### PASSAGE

————

The longstanding debate between the social systemic approaches represented by Luhmann and Hejl continues. The real crux of the matter is the question of which portion(s) of autopoietic theory should be prioritized in addressing social phenomena. The formal aspects of autopoietic theory (e.g., organization, autopoiesis) dominate Luhmannian descriptions focusing on the enterprises as unit wholes. Luhmann's concentration on 'communications' masks the fact that his analysis ignores Maturana's account of languaging and excludes the individual interactors from consideration. The derivative phenomenological aspects of the theory (e.g., structural coupling, languaging) dominate Hejlian descriptions of enterprises as regularities emergent from networks of languaging actors.

Whitaker (1993) demarcates this duality in terms of Hejl's syn-referentiality versus a corresponding 'sys-referentiality' exhibited in the Luhmann approach. The differing foci in these two modes of observation / analysis (syn = constituent units composing a system S; sys = unit system S in an environment) are complementary in the sense that one sets its boundary of observation (its 'horizon', to borrow the hermeneutic term) where the other's ends. Because of this partitioning of perspective, there has been very little engagement between the two viewpoints, and the debate (at least in the literature) has the character of two conversants 'talking past one another'.

This issue of perspective is explicitly addressed by Varela (1979, p. 85) in discussing the fundamental cognitive act of distinction:

'...[T]he establishment of system boundaries is inescapably associated with what I shall call a cognitive point of view, that is, a particular set of presuppositions and attitudes, a perspective, or a frame in the sense of [Gregory] Bateson ... or [Erving] Goffman...; in particular, it is associated with some notion of value, or interest. It is also linked up with the cognitive capacities ... of the distinctor. Conversely, the distinctions made reveal the cognitive capabilities of the distinctor.'

In other words, the demarcation of a social system is contextualized with respect to the observer effecting the demarcation. In the context of the present discussion, such a position is 'given'. After all, the fundamental epistemological tenet of autopoietic theory is that: 'Everything said is said by an observer'. (Maturana & Varela, 1980, p. xix) It is an apparent conflict with this basic dictum that makes the sys-referential approach of Luhmann interesting but unconvincing from the strict viewpoint of Maturana and Varela's original work. How can a sys-referential approach apply a theory emphasizing an 'observer' to generate a view of social systems in which such 'observers' are irrelevant? The burden of proof must fall on sys-referential analysts to explain, if they can, just who it is that says (who can say) society is an autopoietic network of communications abstracted from communicators and devoid of observers. Until and unless this question is put to rest, the case for sys-referential application of autopoiesis to social systems must be considered not (yet) fully made.

But there is another -- more straightforward -- way to continue the argument for a sys-referential approach. Many of the theoretical problems of Luhmann's approach could be avoided by switching from a claim of enterprise autopoiesis to a claim of autonomy. Varela (1979) allows for this approach, and his discussion provides the foundation for its pursuit. Nonetheless, analysts committed to a sys-referential perspective continue to argue for the stricter case of autopoiesis. As will be discussed below, there have been few attempts to demonstrate that a social system exhibits autopoiesis, and (with the possible exception of the law) these attempts have not been persuasive. Given the popularity of Luhmann and his work, plus the conventional social / management science perspective of the 'enterprise' as a unit object, we should expect interest in a sys-referential approach to persist.

————

### DATA RECORDS
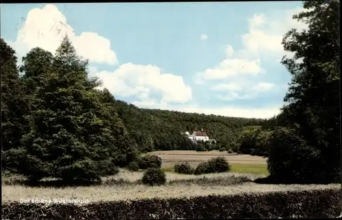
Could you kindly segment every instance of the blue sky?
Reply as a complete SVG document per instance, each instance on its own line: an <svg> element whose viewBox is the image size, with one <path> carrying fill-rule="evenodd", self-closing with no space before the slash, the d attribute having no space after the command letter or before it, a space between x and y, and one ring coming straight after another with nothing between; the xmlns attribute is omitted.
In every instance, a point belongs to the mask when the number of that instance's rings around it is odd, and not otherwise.
<svg viewBox="0 0 342 220"><path fill-rule="evenodd" d="M68 34L117 99L138 107L268 118L291 80L280 44L300 1L2 4L19 58ZM19 58L19 60L21 59Z"/></svg>

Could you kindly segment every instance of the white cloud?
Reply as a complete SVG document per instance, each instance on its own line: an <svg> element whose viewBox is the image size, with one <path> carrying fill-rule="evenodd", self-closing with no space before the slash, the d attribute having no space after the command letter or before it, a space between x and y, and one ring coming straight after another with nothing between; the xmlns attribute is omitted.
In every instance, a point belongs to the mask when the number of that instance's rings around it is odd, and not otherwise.
<svg viewBox="0 0 342 220"><path fill-rule="evenodd" d="M252 90L256 92L265 92L272 89L274 86L275 85L272 83L260 82L256 86L252 87Z"/></svg>
<svg viewBox="0 0 342 220"><path fill-rule="evenodd" d="M220 99L233 101L255 98L261 93L268 91L274 86L274 84L267 82L260 82L256 85L252 85L250 82L244 84L233 82L215 85L211 88L211 90L224 92L224 95L218 95L216 96Z"/></svg>
<svg viewBox="0 0 342 220"><path fill-rule="evenodd" d="M126 63L112 72L97 71L94 68L90 72L100 77L103 86L114 95L136 97L145 104L157 99L161 103L186 103L192 98L192 88L184 83L183 77L162 73L160 68L150 64Z"/></svg>
<svg viewBox="0 0 342 220"><path fill-rule="evenodd" d="M195 83L200 84L207 80L224 80L236 75L257 75L262 72L259 60L227 58L216 67L196 73Z"/></svg>
<svg viewBox="0 0 342 220"><path fill-rule="evenodd" d="M207 36L207 34L201 34L200 40L205 40L207 39L208 39L208 36Z"/></svg>
<svg viewBox="0 0 342 220"><path fill-rule="evenodd" d="M221 84L211 87L213 90L231 90L239 91L242 89L241 86L237 83Z"/></svg>
<svg viewBox="0 0 342 220"><path fill-rule="evenodd" d="M278 114L280 110L278 107L269 106L265 108L242 108L234 106L224 107L205 107L198 104L170 106L168 104L160 104L156 102L133 102L140 108L155 108L161 110L169 110L188 113L199 113L205 114L215 114L225 117L269 119Z"/></svg>
<svg viewBox="0 0 342 220"><path fill-rule="evenodd" d="M283 36L291 29L303 29L307 25L292 19L303 8L278 10L267 16L255 14L248 19L249 32L241 36L244 48L238 51L239 57L270 57L278 60L285 54L281 45Z"/></svg>
<svg viewBox="0 0 342 220"><path fill-rule="evenodd" d="M233 49L233 47L231 45L228 45L226 47L226 56L227 58L230 58L234 53L234 50Z"/></svg>
<svg viewBox="0 0 342 220"><path fill-rule="evenodd" d="M118 64L116 55L111 50L108 39L94 32L82 32L77 36L68 24L66 16L54 5L31 10L18 32L16 41L6 41L16 50L21 61L22 56L36 47L55 53L66 34L80 56L90 62Z"/></svg>
<svg viewBox="0 0 342 220"><path fill-rule="evenodd" d="M226 101L254 99L274 88L274 84L260 82L265 79L258 78L265 73L261 62L273 59L278 63L282 56L290 55L281 45L282 36L291 28L306 28L307 25L292 19L302 10L255 14L248 19L249 29L241 37L242 47L235 51L231 45L227 45L224 60L215 67L194 74L195 84L205 85L216 92L213 97Z"/></svg>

————

### WHAT YOU WILL DO
A. In the passage on autopoietic theory and social systems, what is the fundamental epistemological tenet of autopoietic theory?
B. Transcribe the passage on autopoietic theory and social systems from "The longstanding debate" to "of languaging actors.".
C. Continue the passage on autopoietic theory and social systems, starting after its final sentence.

### THE REPLIES
A. "Everything said is said by an observer."

B.
The longstanding debate between the social systemic approaches represented by Luhmann and Hejl continues. The real crux of the matter is the question of which portion(s) of autopoietic theory should be prioritized in addressing social phenomena. The formal aspects of autopoietic theory (e.g., organization, autopoiesis) dominate Luhmannian descriptions focusing on the enterprises as unit wholes. Luhmann's concentration on 'communications' masks the fact that his analysis ignores Maturana's account of languaging and excludes the individual interactors from consideration. The derivative phenomenological aspects of the theory (e.g., structural coupling, languaging) dominate Hejlian descriptions of enterprises as regularities emergent from networks of languaging actors.

C.
Perhaps the most sensible orientation is to leave this esoteric debate to the ivory towers and work with the non-controversial (syn-referential) aspects of the theory. Autopoietic theory provides ample concepts and principles to keep us busy with its application for many years to come. In the next section, some selected examples of such applications are presented.

Selected Examples of Enterprise Applications

Maturana and Varela's concepts have been applied in practical analysis and (re-)engineering of enterprises and their information technology (IT) infrastructure(s). The following subsections briefly describe examples of specific work in which autopoietic theory has informed enterprise studies and / or corresponding innovations in enterprise information technology. The applications which had the least impact are those which have attempted to follow Luhmann in treating their subject enterprises as autopoietic in and of themselves. The ones which have had practical effect have built upon the epistemological / phenomenological aspects of the theory.

Cybersyn and Stafford Beer's Viable Systems Model

The application of autopoietic theory to enterprises dates back to the time and place of the theory's origin. During the Allende regime in Chile, an ambitious project named Cybersyn was undertaken to apply principles of cybernetics to the integration and management of Chile's national economy. The 'prime contractor' for this work was the British cyberneticist Stafford Beer, creator of the Viable System Model (VSM) for cybernetic enterprise management. Maturana has been cited as one of the sources for the ideas which underpinned the Cybersyn work. Beer's Chilean work during the period 1971-1973 is described in his book Brain of the Firm.

The Cybersyn project was abruptly terminated with the September 1973 coup that overthrew the Allende government. Beer remained an enthusiastic advocate of Maturana and Varela's ideas (as evidenced by his preface in Maturana & Varela, 1980). His most recent work has been in applying cybernetic principles to the configuration of enterprise teams (Beer, 1994). Raul Espejo (Cybersyn's project manager) has continued his work on applying autopoietic theory in enterprise studies, and he has co-authored a book on Beer's VSM (Espejo & Harnden, 1989). Espejo's co-author Roger Harnden has explored enterprise applications of Beer's VSM with regard to Maturana's theory of linguistic interactions (Harnden, 1990).

Winograd, Flores, and The Coordinator(tm)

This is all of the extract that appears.